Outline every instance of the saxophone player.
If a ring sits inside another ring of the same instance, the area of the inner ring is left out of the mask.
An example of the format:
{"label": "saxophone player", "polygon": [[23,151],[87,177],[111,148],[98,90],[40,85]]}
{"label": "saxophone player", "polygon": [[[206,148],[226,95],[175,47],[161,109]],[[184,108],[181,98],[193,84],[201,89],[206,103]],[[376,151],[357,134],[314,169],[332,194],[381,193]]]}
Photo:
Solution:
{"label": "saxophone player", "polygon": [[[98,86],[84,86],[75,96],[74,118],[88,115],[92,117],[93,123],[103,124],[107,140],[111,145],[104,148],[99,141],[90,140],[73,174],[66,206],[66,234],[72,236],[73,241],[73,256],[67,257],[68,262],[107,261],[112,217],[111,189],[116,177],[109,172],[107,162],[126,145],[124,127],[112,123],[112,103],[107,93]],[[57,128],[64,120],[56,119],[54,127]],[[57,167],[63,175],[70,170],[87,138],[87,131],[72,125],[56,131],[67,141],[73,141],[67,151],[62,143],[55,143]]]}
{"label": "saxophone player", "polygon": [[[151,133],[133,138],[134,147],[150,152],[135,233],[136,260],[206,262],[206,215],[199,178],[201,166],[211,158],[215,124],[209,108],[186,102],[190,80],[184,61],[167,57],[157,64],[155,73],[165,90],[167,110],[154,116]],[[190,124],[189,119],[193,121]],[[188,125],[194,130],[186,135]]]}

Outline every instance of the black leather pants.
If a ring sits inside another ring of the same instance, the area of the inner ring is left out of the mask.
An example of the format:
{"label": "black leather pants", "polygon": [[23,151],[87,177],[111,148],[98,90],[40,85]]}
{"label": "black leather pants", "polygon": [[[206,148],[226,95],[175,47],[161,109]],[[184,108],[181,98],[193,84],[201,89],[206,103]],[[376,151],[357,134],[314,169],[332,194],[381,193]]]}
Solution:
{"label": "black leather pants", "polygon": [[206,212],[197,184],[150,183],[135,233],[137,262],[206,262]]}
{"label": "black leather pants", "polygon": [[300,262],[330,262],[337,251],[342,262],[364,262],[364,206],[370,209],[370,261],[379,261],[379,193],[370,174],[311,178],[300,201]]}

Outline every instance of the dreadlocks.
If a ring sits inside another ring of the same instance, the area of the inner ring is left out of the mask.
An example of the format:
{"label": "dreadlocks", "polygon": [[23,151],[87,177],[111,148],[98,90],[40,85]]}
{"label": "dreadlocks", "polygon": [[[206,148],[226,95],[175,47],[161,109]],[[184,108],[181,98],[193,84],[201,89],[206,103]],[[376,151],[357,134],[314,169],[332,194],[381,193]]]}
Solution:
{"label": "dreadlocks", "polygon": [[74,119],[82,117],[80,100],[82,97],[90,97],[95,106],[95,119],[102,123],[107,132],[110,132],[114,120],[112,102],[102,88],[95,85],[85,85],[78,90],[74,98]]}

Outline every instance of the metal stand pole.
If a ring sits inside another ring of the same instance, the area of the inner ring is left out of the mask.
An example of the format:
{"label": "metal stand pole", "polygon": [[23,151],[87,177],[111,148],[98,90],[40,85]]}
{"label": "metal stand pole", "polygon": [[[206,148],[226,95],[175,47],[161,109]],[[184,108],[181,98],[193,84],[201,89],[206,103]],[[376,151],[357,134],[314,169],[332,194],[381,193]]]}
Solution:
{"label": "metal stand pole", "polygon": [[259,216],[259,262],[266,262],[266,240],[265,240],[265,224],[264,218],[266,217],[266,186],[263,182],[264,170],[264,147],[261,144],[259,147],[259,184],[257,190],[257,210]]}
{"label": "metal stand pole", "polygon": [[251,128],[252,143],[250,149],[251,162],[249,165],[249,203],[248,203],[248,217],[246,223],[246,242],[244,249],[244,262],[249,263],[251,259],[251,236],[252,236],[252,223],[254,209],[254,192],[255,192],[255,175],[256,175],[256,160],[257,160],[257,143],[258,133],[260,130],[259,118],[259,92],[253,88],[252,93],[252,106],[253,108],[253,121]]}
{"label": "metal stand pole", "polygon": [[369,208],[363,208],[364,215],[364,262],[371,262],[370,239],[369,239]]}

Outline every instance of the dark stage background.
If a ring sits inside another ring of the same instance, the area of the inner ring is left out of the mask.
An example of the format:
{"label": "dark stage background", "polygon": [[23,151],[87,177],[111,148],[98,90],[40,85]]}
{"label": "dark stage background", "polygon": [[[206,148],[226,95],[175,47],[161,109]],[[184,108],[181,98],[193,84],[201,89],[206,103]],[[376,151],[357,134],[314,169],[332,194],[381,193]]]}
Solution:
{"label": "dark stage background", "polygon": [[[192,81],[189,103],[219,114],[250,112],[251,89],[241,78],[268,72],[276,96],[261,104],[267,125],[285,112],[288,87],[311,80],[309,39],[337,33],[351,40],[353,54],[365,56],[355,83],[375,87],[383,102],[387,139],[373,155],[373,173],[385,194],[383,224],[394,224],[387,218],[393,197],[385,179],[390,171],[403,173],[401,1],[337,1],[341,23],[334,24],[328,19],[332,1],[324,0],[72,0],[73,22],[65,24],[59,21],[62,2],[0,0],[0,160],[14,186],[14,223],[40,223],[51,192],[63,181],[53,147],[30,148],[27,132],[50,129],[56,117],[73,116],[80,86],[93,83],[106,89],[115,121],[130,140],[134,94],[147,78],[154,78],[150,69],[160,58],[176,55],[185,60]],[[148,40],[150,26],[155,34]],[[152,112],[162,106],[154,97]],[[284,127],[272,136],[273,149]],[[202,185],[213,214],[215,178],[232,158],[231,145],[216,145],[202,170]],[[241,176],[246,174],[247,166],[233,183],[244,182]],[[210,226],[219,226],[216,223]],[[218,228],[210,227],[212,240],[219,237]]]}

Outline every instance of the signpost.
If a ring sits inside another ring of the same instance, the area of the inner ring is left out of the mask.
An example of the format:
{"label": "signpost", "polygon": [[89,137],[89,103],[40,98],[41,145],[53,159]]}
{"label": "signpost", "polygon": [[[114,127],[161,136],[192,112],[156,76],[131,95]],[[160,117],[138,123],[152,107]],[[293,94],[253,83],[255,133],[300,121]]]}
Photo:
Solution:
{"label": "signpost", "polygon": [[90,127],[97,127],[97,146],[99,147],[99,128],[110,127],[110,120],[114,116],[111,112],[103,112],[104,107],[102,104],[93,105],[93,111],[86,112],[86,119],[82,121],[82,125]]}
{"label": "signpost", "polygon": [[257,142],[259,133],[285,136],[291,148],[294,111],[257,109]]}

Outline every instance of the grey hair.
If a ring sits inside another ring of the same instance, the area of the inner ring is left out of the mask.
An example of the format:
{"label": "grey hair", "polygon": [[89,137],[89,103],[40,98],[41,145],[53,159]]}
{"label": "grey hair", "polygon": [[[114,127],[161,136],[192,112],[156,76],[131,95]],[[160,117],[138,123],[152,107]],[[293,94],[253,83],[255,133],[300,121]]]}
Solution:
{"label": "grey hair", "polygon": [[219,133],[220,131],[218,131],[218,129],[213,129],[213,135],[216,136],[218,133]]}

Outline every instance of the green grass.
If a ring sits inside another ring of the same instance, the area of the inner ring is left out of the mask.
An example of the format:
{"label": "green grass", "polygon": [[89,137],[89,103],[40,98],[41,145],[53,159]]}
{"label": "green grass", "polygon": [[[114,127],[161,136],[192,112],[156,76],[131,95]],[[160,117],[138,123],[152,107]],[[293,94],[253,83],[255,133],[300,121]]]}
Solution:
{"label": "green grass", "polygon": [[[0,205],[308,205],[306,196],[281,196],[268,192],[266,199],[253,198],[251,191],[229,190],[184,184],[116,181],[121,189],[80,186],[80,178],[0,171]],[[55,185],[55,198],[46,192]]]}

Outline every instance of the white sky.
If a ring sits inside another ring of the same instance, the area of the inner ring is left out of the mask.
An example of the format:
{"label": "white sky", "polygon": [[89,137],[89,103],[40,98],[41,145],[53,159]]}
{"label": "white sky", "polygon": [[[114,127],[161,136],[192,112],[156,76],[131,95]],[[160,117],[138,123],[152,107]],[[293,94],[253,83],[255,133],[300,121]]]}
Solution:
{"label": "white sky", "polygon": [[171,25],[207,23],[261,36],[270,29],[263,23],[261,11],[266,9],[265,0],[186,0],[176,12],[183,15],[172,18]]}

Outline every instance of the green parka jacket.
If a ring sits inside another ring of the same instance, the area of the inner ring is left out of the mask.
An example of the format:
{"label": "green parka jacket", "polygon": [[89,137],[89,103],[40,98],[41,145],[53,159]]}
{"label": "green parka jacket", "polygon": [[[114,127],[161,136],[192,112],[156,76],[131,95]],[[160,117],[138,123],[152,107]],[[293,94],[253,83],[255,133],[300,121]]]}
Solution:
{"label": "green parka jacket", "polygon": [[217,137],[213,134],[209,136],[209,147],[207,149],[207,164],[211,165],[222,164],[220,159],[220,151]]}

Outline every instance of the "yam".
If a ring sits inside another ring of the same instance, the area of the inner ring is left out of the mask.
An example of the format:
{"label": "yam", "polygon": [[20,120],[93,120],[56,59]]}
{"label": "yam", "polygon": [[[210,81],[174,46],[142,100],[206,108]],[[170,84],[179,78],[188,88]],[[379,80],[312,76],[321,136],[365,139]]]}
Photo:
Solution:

-=-=-=-=-

#### WRITTEN INSTRUCTION:
List each line in the items that contains the string "jacket", treating uppercase and lowercase as different.

#### RESULT FOR THIS EXERCISE:
Outline every instance of the green parka jacket.
{"label": "green parka jacket", "polygon": [[89,137],[89,103],[40,98],[41,145],[53,159]]}
{"label": "green parka jacket", "polygon": [[[114,127],[161,136],[192,112],[156,76],[131,95]],[[160,117],[138,123],[152,107]],[[293,94],[253,83],[255,133],[300,121]]]}
{"label": "green parka jacket", "polygon": [[217,137],[213,134],[209,136],[209,147],[207,149],[207,164],[211,165],[222,164],[220,159],[220,151]]}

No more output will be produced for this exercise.